#### INSTRUCTIONS FOR THE TASK:
Please copy everything from the start of the listing below down to the line containing "[(180, 228), (152, 228)]", both included, keeping every request and shifting each answer coordinate by adding 87 to it.

#### DATA PROVIDED:
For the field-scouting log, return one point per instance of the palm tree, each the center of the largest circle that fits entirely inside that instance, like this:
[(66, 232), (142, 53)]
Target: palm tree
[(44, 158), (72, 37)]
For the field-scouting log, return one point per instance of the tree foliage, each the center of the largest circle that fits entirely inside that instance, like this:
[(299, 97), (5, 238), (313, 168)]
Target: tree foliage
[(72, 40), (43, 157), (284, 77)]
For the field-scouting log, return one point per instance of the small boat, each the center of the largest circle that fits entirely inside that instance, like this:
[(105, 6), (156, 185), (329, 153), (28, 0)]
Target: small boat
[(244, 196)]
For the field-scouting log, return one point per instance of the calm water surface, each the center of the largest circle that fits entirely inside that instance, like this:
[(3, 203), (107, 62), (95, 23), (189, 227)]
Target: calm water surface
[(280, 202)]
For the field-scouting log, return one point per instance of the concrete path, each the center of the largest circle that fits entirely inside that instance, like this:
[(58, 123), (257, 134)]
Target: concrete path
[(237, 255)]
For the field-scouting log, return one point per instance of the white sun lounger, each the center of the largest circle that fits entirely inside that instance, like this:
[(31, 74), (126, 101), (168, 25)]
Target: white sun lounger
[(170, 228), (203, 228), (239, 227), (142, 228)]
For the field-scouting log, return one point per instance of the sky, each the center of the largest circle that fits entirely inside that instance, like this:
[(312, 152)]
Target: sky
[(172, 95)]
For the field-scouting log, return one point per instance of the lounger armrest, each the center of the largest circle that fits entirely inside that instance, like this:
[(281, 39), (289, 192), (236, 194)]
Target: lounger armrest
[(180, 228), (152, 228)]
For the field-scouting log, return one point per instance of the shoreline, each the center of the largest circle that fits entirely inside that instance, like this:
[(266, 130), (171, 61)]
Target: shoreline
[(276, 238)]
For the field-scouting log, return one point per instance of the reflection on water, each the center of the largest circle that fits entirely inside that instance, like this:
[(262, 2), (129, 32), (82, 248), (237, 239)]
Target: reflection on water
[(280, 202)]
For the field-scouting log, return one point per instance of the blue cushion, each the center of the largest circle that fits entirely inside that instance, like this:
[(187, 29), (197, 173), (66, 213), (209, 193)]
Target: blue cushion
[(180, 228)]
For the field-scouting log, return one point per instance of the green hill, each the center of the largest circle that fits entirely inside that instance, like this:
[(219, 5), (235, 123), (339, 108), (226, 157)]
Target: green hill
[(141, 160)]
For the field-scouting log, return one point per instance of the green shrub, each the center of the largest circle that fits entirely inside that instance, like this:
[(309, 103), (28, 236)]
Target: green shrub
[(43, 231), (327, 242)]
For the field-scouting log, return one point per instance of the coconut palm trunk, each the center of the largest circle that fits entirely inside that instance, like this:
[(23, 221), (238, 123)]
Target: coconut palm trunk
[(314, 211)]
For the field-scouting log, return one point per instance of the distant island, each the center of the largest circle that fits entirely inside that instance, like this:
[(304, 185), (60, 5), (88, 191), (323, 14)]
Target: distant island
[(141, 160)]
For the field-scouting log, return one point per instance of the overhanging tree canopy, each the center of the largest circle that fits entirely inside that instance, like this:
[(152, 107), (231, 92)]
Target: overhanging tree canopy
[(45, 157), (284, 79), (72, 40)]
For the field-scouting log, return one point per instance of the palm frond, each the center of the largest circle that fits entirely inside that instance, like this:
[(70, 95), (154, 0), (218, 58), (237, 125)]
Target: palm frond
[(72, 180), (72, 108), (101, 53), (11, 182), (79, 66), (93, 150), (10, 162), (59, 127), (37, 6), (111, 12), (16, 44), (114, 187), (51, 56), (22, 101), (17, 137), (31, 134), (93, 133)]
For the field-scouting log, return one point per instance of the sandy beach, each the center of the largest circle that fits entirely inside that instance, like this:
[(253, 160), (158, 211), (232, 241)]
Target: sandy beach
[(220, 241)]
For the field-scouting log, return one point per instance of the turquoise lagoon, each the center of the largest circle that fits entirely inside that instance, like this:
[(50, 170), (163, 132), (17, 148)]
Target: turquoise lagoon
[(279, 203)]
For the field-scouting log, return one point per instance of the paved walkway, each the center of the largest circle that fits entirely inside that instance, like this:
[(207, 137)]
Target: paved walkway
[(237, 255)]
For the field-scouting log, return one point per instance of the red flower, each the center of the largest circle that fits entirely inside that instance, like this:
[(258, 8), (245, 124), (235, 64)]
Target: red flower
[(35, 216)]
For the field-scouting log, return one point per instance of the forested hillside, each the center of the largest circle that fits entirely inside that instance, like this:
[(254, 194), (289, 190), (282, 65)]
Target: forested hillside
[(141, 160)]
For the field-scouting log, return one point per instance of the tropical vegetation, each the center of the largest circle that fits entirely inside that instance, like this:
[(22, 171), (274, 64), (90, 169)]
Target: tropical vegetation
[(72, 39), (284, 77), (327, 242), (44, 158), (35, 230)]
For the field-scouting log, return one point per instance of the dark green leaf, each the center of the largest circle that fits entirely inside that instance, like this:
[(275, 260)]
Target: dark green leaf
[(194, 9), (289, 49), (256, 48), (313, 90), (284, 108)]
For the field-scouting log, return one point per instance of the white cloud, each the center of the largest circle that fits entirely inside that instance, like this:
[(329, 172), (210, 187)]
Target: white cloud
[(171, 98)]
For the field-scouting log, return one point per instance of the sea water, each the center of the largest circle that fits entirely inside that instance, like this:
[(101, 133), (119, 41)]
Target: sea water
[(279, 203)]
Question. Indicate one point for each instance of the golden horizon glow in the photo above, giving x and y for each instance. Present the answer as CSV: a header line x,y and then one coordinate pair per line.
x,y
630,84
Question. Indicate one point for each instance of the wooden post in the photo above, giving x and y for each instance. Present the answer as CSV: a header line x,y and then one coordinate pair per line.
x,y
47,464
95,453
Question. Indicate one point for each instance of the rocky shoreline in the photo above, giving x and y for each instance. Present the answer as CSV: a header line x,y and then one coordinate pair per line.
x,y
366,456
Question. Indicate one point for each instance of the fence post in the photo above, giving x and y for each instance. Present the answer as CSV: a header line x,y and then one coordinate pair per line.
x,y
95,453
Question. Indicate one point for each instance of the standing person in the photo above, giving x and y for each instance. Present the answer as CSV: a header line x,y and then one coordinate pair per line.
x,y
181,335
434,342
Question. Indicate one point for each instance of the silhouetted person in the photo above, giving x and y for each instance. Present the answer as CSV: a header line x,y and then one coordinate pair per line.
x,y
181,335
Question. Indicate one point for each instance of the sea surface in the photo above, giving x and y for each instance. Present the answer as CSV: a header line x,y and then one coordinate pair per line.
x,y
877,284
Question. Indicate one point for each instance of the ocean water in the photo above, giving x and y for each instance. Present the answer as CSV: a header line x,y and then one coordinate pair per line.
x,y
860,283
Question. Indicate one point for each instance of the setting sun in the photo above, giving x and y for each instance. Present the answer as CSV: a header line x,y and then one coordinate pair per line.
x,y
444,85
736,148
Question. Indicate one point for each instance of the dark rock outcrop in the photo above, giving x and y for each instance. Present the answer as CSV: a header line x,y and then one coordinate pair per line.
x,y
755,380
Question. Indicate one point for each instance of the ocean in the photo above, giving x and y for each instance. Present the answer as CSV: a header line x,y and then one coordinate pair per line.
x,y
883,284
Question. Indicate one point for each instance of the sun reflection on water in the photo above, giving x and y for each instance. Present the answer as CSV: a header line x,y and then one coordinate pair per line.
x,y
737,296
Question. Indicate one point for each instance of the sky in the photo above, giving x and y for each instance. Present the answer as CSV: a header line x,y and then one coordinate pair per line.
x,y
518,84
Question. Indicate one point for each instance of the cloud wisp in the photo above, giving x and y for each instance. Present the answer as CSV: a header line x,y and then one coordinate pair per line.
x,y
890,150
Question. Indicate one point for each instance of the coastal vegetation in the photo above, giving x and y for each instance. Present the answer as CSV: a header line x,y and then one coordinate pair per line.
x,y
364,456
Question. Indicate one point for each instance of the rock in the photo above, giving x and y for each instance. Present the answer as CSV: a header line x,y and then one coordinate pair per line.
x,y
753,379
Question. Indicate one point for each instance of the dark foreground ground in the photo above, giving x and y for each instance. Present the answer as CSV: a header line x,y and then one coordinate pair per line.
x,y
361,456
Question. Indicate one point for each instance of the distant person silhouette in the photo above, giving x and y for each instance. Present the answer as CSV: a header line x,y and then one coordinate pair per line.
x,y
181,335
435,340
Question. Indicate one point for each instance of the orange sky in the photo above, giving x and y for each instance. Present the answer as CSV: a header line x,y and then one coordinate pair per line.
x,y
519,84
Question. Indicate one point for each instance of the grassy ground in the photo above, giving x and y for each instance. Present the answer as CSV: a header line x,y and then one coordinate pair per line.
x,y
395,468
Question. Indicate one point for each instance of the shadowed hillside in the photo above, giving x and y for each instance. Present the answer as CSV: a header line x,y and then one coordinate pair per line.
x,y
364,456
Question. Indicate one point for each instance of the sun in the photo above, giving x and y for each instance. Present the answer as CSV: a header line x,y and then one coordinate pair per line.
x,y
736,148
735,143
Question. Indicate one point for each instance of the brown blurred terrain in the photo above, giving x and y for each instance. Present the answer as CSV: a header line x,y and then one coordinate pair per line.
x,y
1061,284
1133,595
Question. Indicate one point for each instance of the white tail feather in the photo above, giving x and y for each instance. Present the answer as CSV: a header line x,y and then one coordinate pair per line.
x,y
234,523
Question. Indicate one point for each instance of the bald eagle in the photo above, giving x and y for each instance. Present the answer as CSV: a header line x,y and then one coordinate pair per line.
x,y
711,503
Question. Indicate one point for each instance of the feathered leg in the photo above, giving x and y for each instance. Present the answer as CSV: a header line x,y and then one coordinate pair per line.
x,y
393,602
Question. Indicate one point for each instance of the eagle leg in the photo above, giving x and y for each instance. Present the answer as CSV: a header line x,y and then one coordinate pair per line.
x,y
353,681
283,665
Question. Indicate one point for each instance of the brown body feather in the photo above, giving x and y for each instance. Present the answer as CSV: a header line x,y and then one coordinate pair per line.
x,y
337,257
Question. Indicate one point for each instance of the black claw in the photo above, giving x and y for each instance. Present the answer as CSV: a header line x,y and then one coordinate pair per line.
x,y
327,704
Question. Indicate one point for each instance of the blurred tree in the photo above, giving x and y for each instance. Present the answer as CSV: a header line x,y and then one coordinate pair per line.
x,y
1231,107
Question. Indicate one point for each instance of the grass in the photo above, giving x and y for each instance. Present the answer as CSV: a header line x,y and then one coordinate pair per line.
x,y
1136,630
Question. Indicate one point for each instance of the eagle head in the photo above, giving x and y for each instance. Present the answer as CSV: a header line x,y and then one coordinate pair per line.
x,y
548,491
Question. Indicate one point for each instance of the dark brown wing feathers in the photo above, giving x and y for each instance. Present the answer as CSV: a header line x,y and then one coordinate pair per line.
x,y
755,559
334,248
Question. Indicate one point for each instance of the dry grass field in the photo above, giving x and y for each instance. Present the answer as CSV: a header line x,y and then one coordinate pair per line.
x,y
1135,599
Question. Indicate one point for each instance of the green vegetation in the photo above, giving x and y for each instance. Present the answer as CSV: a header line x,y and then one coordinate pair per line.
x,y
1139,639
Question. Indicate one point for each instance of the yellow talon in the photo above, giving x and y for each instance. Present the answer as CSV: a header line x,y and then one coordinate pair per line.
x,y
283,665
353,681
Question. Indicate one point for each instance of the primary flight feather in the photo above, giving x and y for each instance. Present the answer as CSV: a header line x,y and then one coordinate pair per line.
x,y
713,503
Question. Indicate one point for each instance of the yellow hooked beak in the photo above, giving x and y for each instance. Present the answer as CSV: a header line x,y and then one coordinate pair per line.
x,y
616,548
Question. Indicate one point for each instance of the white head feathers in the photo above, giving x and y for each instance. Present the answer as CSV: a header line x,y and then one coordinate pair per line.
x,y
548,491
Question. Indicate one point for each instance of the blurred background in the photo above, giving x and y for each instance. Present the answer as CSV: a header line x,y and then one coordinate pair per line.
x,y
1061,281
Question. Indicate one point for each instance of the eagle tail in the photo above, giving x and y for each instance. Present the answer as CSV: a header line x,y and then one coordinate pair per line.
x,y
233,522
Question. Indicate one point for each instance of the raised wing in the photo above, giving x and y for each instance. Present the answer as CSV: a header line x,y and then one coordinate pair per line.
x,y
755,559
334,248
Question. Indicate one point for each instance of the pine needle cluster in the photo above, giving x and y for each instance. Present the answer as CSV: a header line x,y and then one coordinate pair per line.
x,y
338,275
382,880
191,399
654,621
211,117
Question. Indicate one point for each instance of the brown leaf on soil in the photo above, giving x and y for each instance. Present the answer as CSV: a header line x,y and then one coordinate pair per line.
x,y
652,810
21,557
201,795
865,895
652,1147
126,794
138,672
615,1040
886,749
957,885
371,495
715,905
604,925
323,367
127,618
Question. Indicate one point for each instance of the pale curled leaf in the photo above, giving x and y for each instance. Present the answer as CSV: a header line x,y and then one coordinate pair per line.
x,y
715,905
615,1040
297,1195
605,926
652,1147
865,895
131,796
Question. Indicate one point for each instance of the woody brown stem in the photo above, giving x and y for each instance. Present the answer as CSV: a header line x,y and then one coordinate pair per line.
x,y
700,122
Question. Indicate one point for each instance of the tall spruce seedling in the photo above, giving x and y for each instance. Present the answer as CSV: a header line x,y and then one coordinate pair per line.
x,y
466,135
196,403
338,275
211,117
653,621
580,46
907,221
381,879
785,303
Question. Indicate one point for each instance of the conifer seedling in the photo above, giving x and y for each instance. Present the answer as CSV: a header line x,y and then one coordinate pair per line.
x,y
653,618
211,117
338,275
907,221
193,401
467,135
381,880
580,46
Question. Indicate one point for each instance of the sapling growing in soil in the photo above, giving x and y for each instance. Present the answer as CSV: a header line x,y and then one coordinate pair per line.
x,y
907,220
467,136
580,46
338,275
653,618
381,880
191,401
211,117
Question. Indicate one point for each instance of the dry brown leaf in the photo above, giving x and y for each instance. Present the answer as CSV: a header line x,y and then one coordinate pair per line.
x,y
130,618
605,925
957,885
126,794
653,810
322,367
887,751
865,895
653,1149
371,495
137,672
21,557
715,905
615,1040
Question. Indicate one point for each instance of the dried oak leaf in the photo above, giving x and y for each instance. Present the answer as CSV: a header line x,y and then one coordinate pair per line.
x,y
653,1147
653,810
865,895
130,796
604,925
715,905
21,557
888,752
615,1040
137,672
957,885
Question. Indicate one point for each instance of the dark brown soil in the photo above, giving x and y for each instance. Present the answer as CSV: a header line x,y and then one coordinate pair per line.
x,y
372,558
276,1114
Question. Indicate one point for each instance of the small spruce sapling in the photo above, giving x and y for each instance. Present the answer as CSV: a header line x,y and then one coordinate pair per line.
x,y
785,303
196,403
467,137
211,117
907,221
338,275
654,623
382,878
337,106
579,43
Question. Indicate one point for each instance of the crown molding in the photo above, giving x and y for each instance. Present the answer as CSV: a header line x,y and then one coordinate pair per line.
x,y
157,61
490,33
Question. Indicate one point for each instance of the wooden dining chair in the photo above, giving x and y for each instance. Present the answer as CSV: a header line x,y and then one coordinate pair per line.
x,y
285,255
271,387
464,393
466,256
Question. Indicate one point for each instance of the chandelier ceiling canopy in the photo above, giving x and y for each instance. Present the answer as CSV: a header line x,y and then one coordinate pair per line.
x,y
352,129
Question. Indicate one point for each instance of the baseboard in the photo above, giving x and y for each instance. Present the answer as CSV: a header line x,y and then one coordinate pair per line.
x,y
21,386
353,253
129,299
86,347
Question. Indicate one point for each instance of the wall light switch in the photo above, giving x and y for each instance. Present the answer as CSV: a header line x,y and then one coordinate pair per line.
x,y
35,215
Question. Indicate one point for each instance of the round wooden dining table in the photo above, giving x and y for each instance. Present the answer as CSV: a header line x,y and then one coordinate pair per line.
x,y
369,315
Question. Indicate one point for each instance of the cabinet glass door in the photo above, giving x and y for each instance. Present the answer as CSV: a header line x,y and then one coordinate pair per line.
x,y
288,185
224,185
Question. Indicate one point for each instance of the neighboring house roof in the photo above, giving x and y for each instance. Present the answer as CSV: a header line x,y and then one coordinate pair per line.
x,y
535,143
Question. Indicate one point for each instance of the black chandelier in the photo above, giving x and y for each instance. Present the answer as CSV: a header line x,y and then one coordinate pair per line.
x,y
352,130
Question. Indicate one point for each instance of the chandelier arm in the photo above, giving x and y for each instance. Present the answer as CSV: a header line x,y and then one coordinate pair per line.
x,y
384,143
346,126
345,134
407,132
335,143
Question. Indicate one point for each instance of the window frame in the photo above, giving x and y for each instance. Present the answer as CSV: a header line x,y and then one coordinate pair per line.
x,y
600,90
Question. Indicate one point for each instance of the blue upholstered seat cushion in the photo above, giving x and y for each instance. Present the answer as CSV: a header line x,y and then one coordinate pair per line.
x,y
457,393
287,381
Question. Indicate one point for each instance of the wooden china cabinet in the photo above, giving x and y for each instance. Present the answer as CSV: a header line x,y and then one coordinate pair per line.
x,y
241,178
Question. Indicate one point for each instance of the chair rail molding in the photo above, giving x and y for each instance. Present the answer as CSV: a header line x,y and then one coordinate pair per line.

#### EXERCISE RESPONSE:
For the field-scouting log, return one point per instance of the palm tree, each the center of the largest circle that fits entirely inside that instance, like this:
[(66, 232), (142, 53)]
Target: palm tree
[(131, 245), (159, 124)]
For the field-scouting log, return one point per instance of the tree foliage, each the center of the largest circle that fits entirely inside that instance, like this:
[(299, 97), (5, 238), (313, 168)]
Target: tree foliage
[(159, 127), (130, 244), (371, 164)]
For the field-scouting log, return one point per instance of the small boat, each the center of the largest circle that fits entirely inside that instance, like this:
[(105, 6), (156, 185), (329, 153), (28, 0)]
Target: small boat
[(331, 283)]
For the field-scouting log, return one point per instance of the calm water surface, each the center of the largest circle that fits entirely inside that instance, like this:
[(3, 203), (107, 62), (95, 23), (189, 227)]
Target: calm water surface
[(367, 289)]
For the field-scouting log, return one point per instance of the concrete path, each the center of the largest circle that fits entirely inside that instance, like this:
[(58, 123), (257, 134)]
Target: concrete path
[(324, 342)]
For the field-scouting log, return one point per instance of the white sun lounger, each the center of the largest circle that fits entirely inside that instance, like this:
[(31, 74), (126, 101), (168, 25)]
Target: white sun lounger
[(257, 315), (290, 315), (326, 314), (229, 315)]
For the field-scouting log, return one point per instance of the sky, each the center of the largest circle that fits entirely inside that instance, like this:
[(312, 152)]
Target: sky
[(259, 182)]
For the field-scouting log, return one point per instance of the lounger armrest, each the center of the largest circle that fits entirely inside that instance, like this:
[(281, 39), (289, 192), (236, 194)]
Target: lounger armrest
[(267, 315), (239, 315)]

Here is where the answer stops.